+++ THE DATA

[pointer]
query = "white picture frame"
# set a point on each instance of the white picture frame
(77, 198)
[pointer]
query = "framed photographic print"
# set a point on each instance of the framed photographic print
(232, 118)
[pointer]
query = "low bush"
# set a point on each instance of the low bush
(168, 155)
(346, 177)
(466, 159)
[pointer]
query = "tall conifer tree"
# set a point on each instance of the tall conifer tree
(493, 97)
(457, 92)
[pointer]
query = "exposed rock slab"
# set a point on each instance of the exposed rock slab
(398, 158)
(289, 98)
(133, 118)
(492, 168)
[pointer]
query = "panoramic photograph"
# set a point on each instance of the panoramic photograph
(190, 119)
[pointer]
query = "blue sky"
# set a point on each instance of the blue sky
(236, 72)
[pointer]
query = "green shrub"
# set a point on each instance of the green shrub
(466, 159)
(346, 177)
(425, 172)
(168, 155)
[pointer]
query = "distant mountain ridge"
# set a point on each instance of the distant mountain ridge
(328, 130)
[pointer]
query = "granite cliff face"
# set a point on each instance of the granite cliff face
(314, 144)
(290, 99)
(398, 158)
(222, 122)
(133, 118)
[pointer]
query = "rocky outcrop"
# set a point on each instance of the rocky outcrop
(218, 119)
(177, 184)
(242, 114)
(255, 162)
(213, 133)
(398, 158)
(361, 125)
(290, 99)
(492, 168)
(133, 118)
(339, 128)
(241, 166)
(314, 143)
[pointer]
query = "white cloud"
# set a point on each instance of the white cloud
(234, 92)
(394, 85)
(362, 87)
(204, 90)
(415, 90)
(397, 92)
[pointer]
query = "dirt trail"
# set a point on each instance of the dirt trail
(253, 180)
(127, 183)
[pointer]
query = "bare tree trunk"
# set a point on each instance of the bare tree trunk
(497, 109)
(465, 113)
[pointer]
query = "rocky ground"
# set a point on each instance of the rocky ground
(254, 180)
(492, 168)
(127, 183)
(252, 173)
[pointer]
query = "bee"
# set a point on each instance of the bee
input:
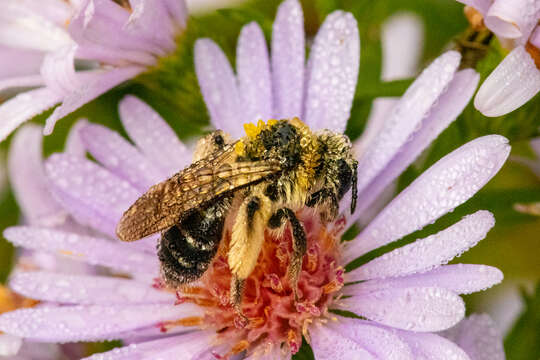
(260, 181)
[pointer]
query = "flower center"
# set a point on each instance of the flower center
(275, 318)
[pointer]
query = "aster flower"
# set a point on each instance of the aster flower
(517, 78)
(112, 44)
(403, 296)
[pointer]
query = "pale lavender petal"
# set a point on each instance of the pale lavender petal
(254, 80)
(425, 254)
(288, 58)
(92, 194)
(142, 22)
(23, 107)
(218, 86)
(153, 136)
(74, 144)
(9, 345)
(20, 81)
(480, 5)
(447, 109)
(94, 83)
(22, 28)
(535, 37)
(407, 116)
(333, 71)
(416, 308)
(432, 347)
(380, 342)
(15, 62)
(479, 337)
(86, 289)
(99, 28)
(328, 344)
(402, 39)
(27, 178)
(95, 251)
(458, 278)
(380, 110)
(513, 19)
(513, 82)
(445, 185)
(190, 345)
(120, 157)
(89, 323)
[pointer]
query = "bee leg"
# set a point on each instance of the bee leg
(326, 202)
(299, 244)
(247, 238)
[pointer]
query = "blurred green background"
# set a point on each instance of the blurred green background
(512, 246)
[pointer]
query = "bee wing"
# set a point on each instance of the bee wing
(163, 204)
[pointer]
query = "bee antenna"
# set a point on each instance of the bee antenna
(354, 189)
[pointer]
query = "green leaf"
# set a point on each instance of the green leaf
(523, 341)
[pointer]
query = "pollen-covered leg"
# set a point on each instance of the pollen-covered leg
(246, 242)
(299, 244)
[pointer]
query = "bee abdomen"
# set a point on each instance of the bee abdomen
(186, 249)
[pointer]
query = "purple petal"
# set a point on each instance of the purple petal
(407, 116)
(58, 71)
(21, 27)
(448, 107)
(20, 81)
(27, 178)
(89, 323)
(380, 342)
(99, 29)
(333, 71)
(329, 344)
(479, 337)
(459, 278)
(218, 86)
(416, 308)
(513, 82)
(92, 194)
(380, 110)
(190, 345)
(288, 57)
(23, 107)
(16, 62)
(425, 254)
(253, 67)
(120, 157)
(402, 40)
(95, 84)
(152, 135)
(445, 185)
(432, 347)
(274, 353)
(142, 22)
(74, 144)
(513, 19)
(86, 290)
(178, 11)
(95, 251)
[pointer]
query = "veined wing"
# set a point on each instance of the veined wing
(163, 204)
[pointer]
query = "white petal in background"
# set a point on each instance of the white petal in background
(513, 82)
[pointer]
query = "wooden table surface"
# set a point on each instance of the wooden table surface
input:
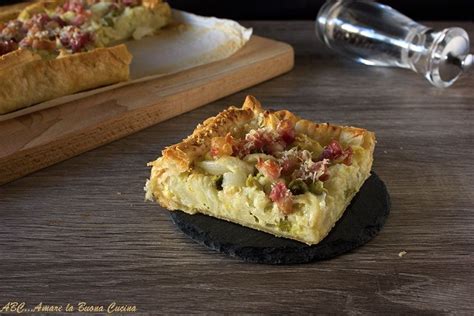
(81, 231)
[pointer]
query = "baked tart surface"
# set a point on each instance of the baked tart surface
(271, 171)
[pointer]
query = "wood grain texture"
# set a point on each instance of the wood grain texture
(40, 139)
(80, 230)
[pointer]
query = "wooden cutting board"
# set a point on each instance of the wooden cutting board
(37, 140)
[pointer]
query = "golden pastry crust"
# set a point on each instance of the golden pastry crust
(175, 179)
(27, 78)
(41, 80)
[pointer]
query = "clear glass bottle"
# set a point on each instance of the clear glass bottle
(375, 34)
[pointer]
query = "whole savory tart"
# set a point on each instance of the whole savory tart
(59, 47)
(270, 171)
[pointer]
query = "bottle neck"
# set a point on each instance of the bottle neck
(439, 56)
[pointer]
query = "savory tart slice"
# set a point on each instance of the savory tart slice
(270, 171)
(59, 47)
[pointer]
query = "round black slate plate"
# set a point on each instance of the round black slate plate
(361, 221)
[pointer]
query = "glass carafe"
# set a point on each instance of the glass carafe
(376, 34)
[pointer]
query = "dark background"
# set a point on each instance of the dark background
(307, 9)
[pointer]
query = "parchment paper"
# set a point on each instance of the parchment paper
(190, 41)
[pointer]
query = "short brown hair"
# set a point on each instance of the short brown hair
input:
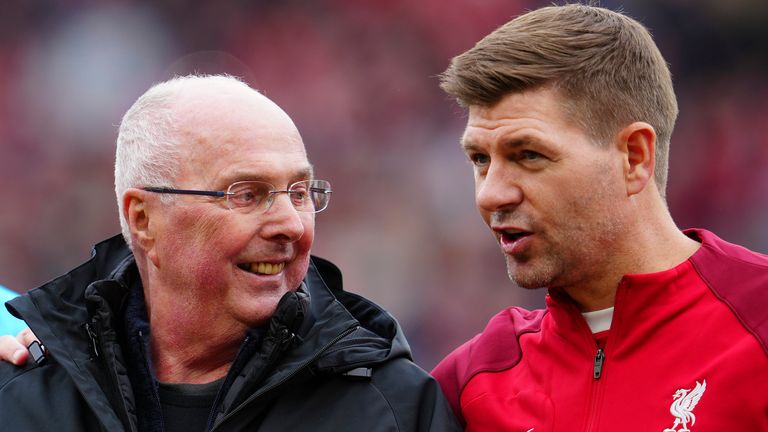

++++++

**WORK ITEM**
Print out the records in full and exactly, dropping every picture.

**RESULT OF THE EXERCISE**
[pointer]
query = "white picture frame"
# set a point on each instance of the white picture frame
(77, 198)
[pointer]
query = "framed photographic print"
# set a point on each instance of the framed photographic print
(232, 118)
[pointer]
query = "low bush"
# set a point on each instance of the low bush
(168, 155)
(346, 177)
(466, 159)
[pointer]
query = "tall conifer tree"
# set a point on each instance of the tall conifer tree
(493, 97)
(457, 92)
[pointer]
query = "exposed rock slab"
# set a point on each instance of the exposed rock slab
(398, 158)
(289, 98)
(133, 118)
(492, 168)
[pointer]
query = "panoramic photograph"
# set a point on each instance of the panoramic photograph
(190, 119)
[pointer]
query = "blue sky"
# set a point on each instance of the blue sky
(236, 72)
[pointer]
query = "green shrub"
# set a point on each instance of the green shrub
(466, 159)
(346, 177)
(425, 172)
(168, 155)
[pointer]
query = "distant mountain ridge"
# set a point on each instance of the distant mountain ridge
(328, 130)
[pointer]
query = "granite cliff face"
# set a point on each instance of the granite cliff face
(314, 144)
(290, 99)
(398, 158)
(222, 122)
(133, 118)
[pointer]
query = "rocky outcrop"
# set a point on each instance of the rocky outcrop
(218, 119)
(177, 184)
(242, 114)
(255, 162)
(213, 133)
(398, 158)
(361, 125)
(290, 99)
(492, 168)
(133, 118)
(339, 128)
(241, 166)
(314, 143)
[pointer]
query = "white cloud"
# set a point on each instance of the white cloud
(234, 92)
(394, 85)
(362, 87)
(204, 90)
(415, 90)
(397, 92)
[pointer]
query = "dirt trail"
# set a point on each instance of the dirt trail
(253, 180)
(127, 183)
[pointer]
query = "bare tree trunk"
# set a point on each instance of the bare tree trunk
(497, 109)
(465, 113)
[pointer]
query = "rocky ground"
# set a point on each instance of the rocky ground
(254, 180)
(492, 168)
(127, 183)
(252, 173)
[pointer]
query = "bee"
# set a point on each instance of the bee
input:
(260, 181)
[pointer]
query = "flower center"
# set a point on each instance of the flower center
(275, 318)
[pointer]
query = "aster flower"
# set a point on each instance of the aster flower
(517, 78)
(112, 44)
(403, 296)
[pointer]
query = "pale lavender petal"
# set a point on each instance of the pale lavender petal
(254, 80)
(425, 254)
(288, 58)
(92, 194)
(142, 22)
(23, 107)
(218, 86)
(153, 136)
(74, 144)
(9, 345)
(20, 81)
(480, 5)
(447, 109)
(94, 83)
(22, 28)
(535, 37)
(407, 116)
(333, 71)
(416, 308)
(432, 347)
(380, 342)
(15, 62)
(479, 337)
(86, 289)
(99, 28)
(328, 344)
(402, 39)
(27, 178)
(95, 251)
(458, 278)
(380, 110)
(513, 19)
(513, 82)
(445, 185)
(190, 345)
(120, 157)
(89, 323)
[pointer]
query = "bee leg"
# set a point on each instance of the bee leg
(326, 202)
(299, 244)
(247, 238)
[pointer]
query = "blurred green background"
# set a point on each instance of the blurred green background
(512, 246)
[pointer]
query = "bee wing"
# set a point on each instance of the bee wing
(163, 204)
[pointer]
query = "bee antenna"
# set a point on each instance of the bee antenna
(354, 189)
[pointer]
query = "green leaf"
# set a point on each instance of the green leaf
(523, 341)
[pointer]
query = "pollen-covered leg"
# set a point on each instance of the pollen-covered leg
(246, 242)
(299, 244)
[pointer]
query = "bee abdomen"
# set a point on each instance of the bee abdomen
(186, 249)
[pointer]
query = "purple petal"
# set a point on each instance of the purple petal
(407, 116)
(58, 71)
(21, 27)
(448, 107)
(20, 81)
(27, 178)
(89, 323)
(380, 342)
(99, 29)
(333, 71)
(329, 344)
(479, 337)
(459, 278)
(218, 86)
(416, 308)
(513, 82)
(92, 194)
(380, 110)
(190, 345)
(288, 57)
(23, 107)
(16, 62)
(425, 254)
(253, 67)
(120, 157)
(402, 40)
(95, 84)
(152, 135)
(445, 185)
(432, 347)
(274, 353)
(142, 22)
(74, 144)
(513, 19)
(86, 290)
(178, 11)
(95, 251)
[pointer]
query = "veined wing"
# set a point on each instance of the veined wing
(163, 204)
[pointer]
query = "white petal in background"
# set a point on each instance of the white petal in background
(513, 82)
[pointer]
query = "wooden table surface"
# set a point on each instance of the wooden table surface
input:
(81, 231)
[pointer]
query = "baked tart surface"
# set a point on each instance of the baked tart surface
(271, 171)
[pointer]
query = "wood grain texture"
# set a point on each instance of the wood grain texture
(40, 139)
(80, 230)
[pointer]
query = "wooden cutting board"
# set a point on each instance of the wooden cutting board
(37, 140)
[pointer]
query = "golden pastry crust"
# set a point on each instance of the golden pastry crust
(175, 179)
(27, 78)
(41, 80)
[pointer]
query = "clear glass bottle"
# set a point on each instance of the clear glass bottle
(375, 34)
[pointer]
query = "whole savory tart"
# set a point on each instance of the whole savory tart
(59, 47)
(270, 171)
[pointer]
query = "bottle neck"
# set a point on each instance of the bottle neck
(439, 56)
[pointer]
query = "savory tart slice"
# set a point on each instance of the savory tart slice
(270, 171)
(59, 47)
[pointer]
query = "round black slate plate"
# set a point on each instance of the round black slate plate
(361, 221)
[pointer]
query = "glass carafe"
# set a point on each instance of the glass carafe
(376, 34)
[pointer]
query = "dark background"
# set a point on each instance of the dark background
(307, 9)
[pointer]
query = "parchment paper"
# set a point on each instance of the parchment paper
(190, 41)
[pointer]
query = "short brown hair"
# set a point on each instance of the short brown hair
input:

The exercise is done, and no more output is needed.